[Your task] Pick every line from the data that holds the word "below".

Top of Entries provided

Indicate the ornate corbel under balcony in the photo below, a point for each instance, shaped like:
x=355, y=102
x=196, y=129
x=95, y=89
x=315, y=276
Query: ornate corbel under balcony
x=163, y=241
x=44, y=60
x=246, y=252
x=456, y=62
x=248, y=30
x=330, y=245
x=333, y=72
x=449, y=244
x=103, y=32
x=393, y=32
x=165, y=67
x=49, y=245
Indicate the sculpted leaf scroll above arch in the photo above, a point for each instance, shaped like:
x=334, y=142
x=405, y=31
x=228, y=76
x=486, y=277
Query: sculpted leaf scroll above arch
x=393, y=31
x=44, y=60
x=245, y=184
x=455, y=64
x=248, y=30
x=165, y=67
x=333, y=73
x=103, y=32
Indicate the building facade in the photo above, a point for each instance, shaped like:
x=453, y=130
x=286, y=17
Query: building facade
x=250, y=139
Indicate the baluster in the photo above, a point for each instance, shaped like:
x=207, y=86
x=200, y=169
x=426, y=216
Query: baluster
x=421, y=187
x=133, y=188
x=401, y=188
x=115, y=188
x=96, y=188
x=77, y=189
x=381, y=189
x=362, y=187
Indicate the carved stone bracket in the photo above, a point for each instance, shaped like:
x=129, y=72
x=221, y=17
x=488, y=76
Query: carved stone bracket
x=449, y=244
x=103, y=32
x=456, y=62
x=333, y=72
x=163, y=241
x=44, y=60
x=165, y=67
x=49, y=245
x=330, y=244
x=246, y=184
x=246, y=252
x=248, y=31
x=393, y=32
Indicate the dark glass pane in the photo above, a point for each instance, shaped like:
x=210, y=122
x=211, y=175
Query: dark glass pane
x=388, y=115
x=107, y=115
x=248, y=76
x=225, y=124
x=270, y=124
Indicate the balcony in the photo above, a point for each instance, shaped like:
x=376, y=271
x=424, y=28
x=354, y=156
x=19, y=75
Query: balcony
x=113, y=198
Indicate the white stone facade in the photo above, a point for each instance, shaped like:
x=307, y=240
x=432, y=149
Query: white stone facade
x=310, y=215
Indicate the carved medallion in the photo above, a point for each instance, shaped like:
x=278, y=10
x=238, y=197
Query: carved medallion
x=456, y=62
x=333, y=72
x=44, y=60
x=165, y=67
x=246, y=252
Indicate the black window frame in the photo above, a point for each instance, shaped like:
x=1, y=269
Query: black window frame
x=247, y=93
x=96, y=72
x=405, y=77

Bottom of Entries provided
Top of Entries provided

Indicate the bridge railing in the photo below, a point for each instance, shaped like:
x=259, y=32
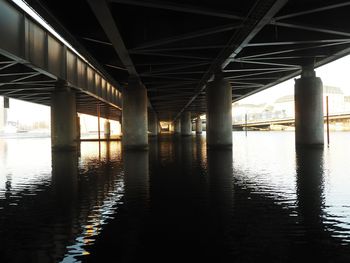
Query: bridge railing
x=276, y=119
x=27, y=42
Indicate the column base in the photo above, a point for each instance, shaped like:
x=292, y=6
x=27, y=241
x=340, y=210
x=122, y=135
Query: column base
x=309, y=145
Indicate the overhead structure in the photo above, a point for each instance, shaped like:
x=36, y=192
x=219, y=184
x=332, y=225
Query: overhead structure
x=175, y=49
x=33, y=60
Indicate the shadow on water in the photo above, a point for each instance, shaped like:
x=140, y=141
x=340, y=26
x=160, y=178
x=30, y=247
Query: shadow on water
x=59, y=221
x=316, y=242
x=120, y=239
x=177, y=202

Bottom of Entries provided

[The answer]
Indicate the ornate corbel under balcony in the photo below, a point for each instance, shaped like:
Indicate the bridge railing in the photo below, a point for each instance, shaped like:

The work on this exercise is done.